------ Source passage

Thirteen national and international level male swimmers (mean ± SD: age 20.5 ±1.4 years, body mass 80.1 ± 8.1 kg, height 188 ± 8 cm, haemoglobin 150 ± 6 g · l-1 (average of the first and third test day), 100 m freestyle record 54.44 ± 2.41 s) were recruited from the local swimming team to serve as participants. All swimmers exercised in the same training group. Each participant provided a written informed consent, and was free to withdraw from the study at any time. This study was approved by Ethics Committee of the local University.

Experimental design and supplementation

Experimental design is shown in Figure 1. In the first part of the study the participants ingested gelatine covered capsules containing SB (1 g per capsule) or the placebo (calcium carbonate). Each participant was provided a dose equivalent to 0.3g·kg-1 body mass. The capsules were weighed to ensure the correct amount of substance in each capsule. Participants were provided with the SB supplement or with the placebo 60 minutes prior to performing the swimming protocol. This part of the experiments was randomized and double blinded. SB and calcium carbonate were acquired from the local pharmacy.

Figure 1
figure 1

Experimental design. A) Swim test days 1–4, B) Timeline of each test day, SB = sodium bicarbonate, PL = placebo and BA = Beta-alanine supplementation, B = blood sample, 2 x 100 m swimming (swim 1 and 2).

In addition to the acute SB or placebo ingestion, in the second part of the study the participants were provided a daily dose of BA for a 4-week period. Each participant was provided gelatine coated capsules, each containing 0.6 g of BA. Participants ingested eight capsules per day in 1.5 - 2 h intervals throughout the 4 week period; therefore the total consumption of BA per day was 4.8 g [31]. Participants were instructed to consume the capsules at the same time every day which was controlled verbally by the researchers. The subjects and the researchers knew that every subject was consuming BA during a 4-week period (unblinded). After the period the participants were provided with the SB supplement or with the placebo supplement 60 minutes prior to performing the swimming protocol. Also this part of the experiments was randomized and double blinded. The subjects were told to keep a food diary for 24 hours prior to all tests, and to maintain similar eating habits and food prior to each test. All tests occurred at the beginning of the week (Monday & Tuesday), following a rest day. BA for the current study was provided by Manninen Nutraceuticals Ltd. (Oulu, Finland). Beta-alanine was not tested for contamination with stimulants or anabolic agents, however, the sponsoring company had certification on the quality of their beta-alanine product that it did not contain any banned substances.

------------
------ Given information

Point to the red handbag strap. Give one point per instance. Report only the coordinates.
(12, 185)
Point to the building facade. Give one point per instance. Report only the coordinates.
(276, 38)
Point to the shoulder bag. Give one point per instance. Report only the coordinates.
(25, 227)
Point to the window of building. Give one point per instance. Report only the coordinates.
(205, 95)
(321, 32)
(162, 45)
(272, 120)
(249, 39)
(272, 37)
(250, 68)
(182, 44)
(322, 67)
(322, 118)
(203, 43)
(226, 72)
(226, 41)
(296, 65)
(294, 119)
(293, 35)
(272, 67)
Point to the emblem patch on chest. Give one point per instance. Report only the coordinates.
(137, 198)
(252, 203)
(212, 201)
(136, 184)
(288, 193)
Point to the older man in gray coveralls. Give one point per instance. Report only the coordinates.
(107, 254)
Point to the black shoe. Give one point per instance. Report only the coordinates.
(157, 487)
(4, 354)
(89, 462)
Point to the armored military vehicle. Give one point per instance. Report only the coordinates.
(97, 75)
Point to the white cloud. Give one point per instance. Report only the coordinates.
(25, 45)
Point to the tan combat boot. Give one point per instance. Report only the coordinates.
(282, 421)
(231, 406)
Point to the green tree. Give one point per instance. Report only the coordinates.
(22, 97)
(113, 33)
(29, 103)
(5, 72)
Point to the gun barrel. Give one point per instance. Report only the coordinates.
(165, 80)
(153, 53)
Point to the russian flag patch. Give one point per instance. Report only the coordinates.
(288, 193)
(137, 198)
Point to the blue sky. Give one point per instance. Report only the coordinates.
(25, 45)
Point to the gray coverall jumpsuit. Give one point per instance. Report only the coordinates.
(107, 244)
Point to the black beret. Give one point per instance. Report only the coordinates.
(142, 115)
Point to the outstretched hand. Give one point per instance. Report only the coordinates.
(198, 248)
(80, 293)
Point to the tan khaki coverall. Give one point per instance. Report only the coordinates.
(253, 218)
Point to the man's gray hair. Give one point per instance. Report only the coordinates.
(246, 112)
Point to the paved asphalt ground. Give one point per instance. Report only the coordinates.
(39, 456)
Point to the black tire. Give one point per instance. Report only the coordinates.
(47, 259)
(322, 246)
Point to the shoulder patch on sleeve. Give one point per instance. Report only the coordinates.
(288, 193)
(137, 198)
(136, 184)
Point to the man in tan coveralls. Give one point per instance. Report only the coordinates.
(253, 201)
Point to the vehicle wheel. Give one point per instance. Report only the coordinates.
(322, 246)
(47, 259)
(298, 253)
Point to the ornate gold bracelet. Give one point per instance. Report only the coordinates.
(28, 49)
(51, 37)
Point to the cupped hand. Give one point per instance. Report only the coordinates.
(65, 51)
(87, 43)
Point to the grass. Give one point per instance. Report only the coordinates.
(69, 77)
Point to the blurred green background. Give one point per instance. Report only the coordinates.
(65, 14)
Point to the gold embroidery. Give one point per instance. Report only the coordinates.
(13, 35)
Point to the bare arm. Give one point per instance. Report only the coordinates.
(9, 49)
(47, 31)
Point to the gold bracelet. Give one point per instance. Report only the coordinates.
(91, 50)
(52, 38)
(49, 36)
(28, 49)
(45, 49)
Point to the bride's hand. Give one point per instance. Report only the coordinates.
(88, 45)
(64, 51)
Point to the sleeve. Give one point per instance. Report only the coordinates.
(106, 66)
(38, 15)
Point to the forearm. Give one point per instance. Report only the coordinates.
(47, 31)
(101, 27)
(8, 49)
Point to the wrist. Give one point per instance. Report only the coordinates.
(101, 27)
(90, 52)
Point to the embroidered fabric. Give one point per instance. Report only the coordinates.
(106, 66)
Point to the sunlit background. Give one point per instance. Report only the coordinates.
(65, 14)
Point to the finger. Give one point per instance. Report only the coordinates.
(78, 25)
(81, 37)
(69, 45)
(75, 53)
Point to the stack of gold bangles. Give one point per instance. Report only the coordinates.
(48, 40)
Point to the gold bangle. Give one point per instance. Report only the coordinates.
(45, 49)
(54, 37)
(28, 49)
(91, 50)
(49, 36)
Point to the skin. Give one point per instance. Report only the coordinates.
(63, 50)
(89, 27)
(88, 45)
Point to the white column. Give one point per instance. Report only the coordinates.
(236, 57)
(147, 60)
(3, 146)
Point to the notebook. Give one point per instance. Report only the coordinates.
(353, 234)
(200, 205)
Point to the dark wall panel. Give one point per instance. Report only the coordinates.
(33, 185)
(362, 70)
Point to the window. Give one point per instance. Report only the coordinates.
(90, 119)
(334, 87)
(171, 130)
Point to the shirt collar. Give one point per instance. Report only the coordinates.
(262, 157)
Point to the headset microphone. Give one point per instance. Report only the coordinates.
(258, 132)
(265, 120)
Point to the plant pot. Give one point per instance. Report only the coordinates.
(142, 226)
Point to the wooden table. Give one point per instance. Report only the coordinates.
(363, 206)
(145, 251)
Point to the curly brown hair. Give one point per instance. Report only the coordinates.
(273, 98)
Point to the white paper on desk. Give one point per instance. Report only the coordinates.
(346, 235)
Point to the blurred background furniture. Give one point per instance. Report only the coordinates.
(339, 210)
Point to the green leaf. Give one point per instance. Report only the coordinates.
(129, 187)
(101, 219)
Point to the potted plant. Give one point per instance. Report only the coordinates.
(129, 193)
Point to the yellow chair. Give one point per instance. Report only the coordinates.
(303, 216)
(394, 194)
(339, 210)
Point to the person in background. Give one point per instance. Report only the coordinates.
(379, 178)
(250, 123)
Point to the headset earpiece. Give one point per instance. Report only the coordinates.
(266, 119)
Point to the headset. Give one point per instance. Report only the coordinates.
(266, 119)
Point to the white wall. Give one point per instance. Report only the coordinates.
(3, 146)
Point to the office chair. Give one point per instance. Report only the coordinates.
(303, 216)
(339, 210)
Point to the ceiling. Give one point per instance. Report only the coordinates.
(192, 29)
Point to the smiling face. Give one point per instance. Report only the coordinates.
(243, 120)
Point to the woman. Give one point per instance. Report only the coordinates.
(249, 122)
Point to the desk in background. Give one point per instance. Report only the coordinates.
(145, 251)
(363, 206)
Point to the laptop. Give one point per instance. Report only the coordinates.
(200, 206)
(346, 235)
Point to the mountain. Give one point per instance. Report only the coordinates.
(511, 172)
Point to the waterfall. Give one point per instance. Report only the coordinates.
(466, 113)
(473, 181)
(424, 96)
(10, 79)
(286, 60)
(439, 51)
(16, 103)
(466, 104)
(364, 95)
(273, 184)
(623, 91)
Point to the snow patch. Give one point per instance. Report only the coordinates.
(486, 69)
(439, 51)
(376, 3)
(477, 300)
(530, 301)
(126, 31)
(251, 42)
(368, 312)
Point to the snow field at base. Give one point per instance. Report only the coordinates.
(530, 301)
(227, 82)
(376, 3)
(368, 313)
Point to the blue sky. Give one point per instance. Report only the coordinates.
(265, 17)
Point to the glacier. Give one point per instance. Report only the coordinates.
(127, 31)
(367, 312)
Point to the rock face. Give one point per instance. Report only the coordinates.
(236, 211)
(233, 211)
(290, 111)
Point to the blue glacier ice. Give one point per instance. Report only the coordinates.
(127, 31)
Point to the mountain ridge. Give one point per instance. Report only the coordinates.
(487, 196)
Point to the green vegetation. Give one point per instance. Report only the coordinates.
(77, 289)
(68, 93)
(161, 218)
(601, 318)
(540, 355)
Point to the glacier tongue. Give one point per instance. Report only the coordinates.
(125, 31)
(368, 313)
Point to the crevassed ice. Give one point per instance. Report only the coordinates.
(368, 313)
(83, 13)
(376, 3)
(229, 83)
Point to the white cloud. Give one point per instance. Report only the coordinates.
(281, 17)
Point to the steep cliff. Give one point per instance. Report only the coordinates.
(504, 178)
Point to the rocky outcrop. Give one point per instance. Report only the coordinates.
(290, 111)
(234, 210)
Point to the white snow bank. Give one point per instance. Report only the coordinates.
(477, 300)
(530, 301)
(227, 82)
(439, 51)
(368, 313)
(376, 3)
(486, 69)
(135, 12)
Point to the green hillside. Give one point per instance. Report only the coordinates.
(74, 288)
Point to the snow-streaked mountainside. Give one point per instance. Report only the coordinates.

------------

=== Prompt 1 ===
Please update the stretch of the swimming supplementation text from "Experimental design is" through "the local pharmacy.", putting "maltodextrin" in place of "calcium carbonate".
=== Prompt 2 ===
Go on with the swimming supplementation text, starting after its final sentence.

=== Exercise response 1 ===
Experimental design is shown in Figure 1. In the first part of the study the participants ingested gelatine covered capsules containing SB (1 g per capsule) or the placebo (maltodextrin). Each participant was provided a dose equivalent to 0.3g·kg-1 body mass. The capsules were weighed to ensure the correct amount of substance in each capsule. Participants were provided with the SB supplement or with the placebo 60 minutes prior to performing the swimming protocol. This part of the experiments was randomized and double blinded. SB and maltodextrin were acquired from the local pharmacy.

=== Exercise response 2 ===
Test day

The time line of the test day is shown in Figure 1B. On each test day participants consumed a self-prepared breakfast and arrived at the pool. Participants were grouped in pairs and were requested to arrive at 45 minute intervals to ensure a smooth flow of testing. Appointment times for each subject occurred at the same time of the day for both pre and post testing sessions. Actual performance testing took place in a 50-m pool during the afternoon. The water temperature during all tests was kept constant at 26.5° - 27.0°C and air temperature in the hall was 22° - 23°C. Participants provided their food diaries, and resting blood samples were obtained. They were then provided either with the SB supplement or the placebo 60 minutes prior to swimming. Following supplement ingestion the participants rested for 40 minutes by the pool. Easy walking and stretching was allowed during this time. After 40 minutes the subjects went to the pool to perform an 800-m standardized warm up. After the warm up, the actual test began. The test itself consisted of 2 × 100-m maximal freestyle sprints with a 12 min passive rest interval between each sprint. Just before the first swim, a blood sample was taken. The swimmers performed in pairs to create a competitive atmosphere and to motivate them to maximize their performance. The swimmers were paired according to their individual records in the 100-m freestyle. Every swim was timed with two experienced persons using stop-watches and their average value was used as the final swimming time. In all swimming times (n = 104) of the two timers, interclass correlation (ICC) was 0.99, standard error of measurement (SEM) was 0.16 seconds, and no significant difference was observed between the times of the two persons (57.2 ± 2.3 s and 57.2 ± 2.3 s). Subjects were also requested to report all any side effects to the investigators.

Blood collection and analysis

On the test day a total of six blood samples were obtained from every subject at six measurement points (Figure 1B). Whole blood samples were taken from a finger by using a sterile lancet, the first drop of blood was discarded, and free flow blood was collected in a balanced heparin 200-mL blood gas capillary tube. Two pre-exercise samples were obtained at 60 min (Pre 1) and 2 min (Pre 2) prior to commencing exercise, and post exercise blood samples were taken 2- and 8-min following each swim (I – IV, respectively). In addition, on the first and third measurement day a blood sample (2 ml) was obtained from a forearm vein using a needle and syringe. Blood samples were collected into an EDTA-vacuum tube to analyse haemoglobin.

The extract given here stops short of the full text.